** begin Items **
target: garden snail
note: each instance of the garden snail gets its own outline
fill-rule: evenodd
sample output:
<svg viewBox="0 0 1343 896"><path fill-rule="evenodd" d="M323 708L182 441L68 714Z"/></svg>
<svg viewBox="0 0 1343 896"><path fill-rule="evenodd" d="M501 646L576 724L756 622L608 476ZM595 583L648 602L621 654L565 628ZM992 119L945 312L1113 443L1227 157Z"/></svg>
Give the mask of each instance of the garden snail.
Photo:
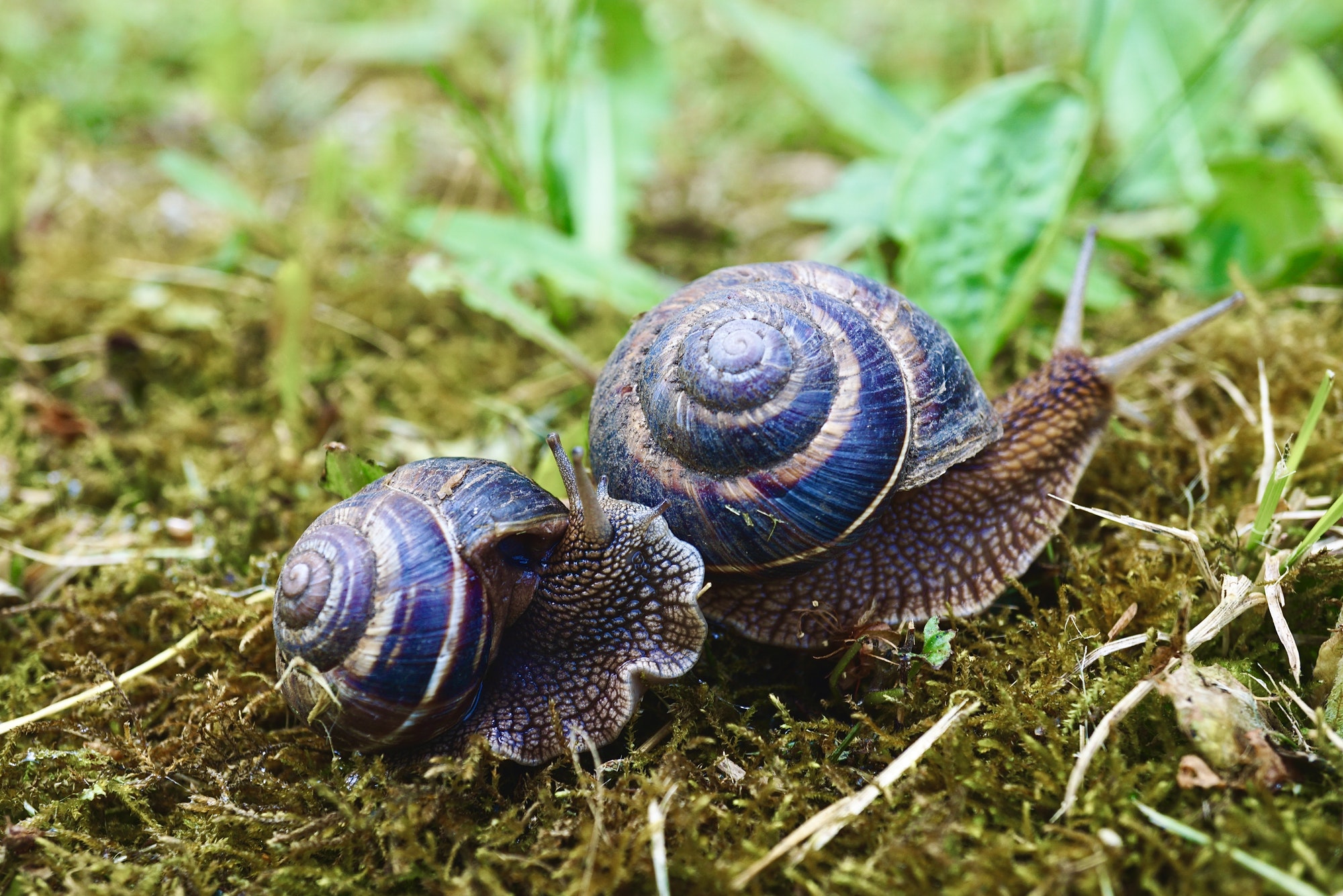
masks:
** end Items **
Task
Please copy the lines above word for word, leaving out the picture.

Solution
target: garden snail
note: each instance of the garden snail gets its own outline
fill-rule: evenodd
sample output:
<svg viewBox="0 0 1343 896"><path fill-rule="evenodd" d="M323 708L182 441L68 714Z"/></svg>
<svg viewBox="0 0 1343 896"><path fill-rule="evenodd" d="M501 646L576 724L756 622L608 476ZM595 583L648 602L621 654L565 628ZM992 119L945 312L1113 443L1227 157Z"/></svg>
Give the mask of each instance of the garden snail.
Photo:
masks:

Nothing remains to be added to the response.